Required work —
The answer consists solely of the listing's lines from the first through the line containing "of the grey", each reproduced exactly.

Task inputs —
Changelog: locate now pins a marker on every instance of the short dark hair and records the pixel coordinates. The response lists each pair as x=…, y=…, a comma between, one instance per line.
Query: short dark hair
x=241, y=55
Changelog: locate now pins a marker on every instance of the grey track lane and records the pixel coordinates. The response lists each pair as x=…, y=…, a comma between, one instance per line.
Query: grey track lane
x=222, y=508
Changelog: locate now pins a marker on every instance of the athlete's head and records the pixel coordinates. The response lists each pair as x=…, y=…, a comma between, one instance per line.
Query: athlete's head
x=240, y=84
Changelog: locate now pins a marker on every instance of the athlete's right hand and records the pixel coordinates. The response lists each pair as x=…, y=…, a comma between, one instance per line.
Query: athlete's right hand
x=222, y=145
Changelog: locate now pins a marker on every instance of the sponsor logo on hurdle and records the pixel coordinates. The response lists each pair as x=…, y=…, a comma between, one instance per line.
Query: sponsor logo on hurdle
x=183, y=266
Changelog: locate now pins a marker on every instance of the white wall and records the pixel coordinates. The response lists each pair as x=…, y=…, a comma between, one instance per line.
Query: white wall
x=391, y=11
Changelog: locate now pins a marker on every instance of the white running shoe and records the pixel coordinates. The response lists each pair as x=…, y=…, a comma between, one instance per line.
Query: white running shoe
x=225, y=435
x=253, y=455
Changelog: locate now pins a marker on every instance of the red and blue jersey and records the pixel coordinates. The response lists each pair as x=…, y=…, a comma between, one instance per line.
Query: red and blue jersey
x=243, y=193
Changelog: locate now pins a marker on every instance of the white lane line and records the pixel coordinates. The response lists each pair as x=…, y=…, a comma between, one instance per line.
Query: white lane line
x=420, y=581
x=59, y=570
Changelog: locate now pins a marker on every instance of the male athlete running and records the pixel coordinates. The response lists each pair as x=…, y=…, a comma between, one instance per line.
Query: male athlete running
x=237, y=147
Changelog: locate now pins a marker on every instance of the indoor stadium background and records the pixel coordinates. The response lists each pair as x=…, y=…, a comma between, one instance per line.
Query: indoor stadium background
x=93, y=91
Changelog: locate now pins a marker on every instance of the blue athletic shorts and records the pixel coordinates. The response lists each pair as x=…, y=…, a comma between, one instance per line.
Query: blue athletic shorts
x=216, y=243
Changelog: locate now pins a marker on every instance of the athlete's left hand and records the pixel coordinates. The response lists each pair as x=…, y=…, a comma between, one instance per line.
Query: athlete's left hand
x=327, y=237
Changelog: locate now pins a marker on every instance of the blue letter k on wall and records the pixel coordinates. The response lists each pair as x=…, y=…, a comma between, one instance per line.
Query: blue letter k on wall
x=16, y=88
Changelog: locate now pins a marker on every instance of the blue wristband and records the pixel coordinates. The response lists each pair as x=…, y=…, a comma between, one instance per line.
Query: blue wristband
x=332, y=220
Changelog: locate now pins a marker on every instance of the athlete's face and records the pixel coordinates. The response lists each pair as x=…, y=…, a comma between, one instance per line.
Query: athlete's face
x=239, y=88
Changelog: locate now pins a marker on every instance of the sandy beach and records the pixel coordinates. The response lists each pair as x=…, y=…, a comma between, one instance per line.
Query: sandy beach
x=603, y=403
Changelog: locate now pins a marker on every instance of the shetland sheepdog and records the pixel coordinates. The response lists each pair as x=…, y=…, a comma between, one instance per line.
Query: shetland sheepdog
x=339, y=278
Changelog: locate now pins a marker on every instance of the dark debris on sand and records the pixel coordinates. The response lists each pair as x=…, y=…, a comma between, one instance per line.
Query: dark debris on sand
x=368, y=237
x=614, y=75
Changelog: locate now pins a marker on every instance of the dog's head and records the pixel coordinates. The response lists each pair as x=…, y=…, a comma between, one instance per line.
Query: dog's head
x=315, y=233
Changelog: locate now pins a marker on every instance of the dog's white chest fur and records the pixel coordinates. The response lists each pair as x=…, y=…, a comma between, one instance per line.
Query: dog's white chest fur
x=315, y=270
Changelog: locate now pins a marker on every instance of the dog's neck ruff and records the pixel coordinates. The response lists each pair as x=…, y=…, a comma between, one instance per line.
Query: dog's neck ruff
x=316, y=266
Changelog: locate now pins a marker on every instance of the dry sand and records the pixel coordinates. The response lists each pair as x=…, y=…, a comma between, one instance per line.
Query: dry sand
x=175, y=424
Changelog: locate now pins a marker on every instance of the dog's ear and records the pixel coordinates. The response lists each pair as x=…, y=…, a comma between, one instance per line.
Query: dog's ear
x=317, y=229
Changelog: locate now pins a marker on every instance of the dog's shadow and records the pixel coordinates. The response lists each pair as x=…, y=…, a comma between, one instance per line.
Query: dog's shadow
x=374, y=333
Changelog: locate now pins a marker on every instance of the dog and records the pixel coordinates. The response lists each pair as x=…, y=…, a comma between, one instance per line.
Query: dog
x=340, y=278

Written solution —
Changelog: locate now pins a marker on every instance of the short dark hair and records the pixel coordinates. The response lists each pair as x=…, y=…, a comma between, one instance per line.
Query: short dark hair
x=241, y=55
Changelog: locate now pins a marker on every instance of the grey track lane and records the pixel coordinates. The response lists each pair as x=…, y=…, a comma between, one instance per line.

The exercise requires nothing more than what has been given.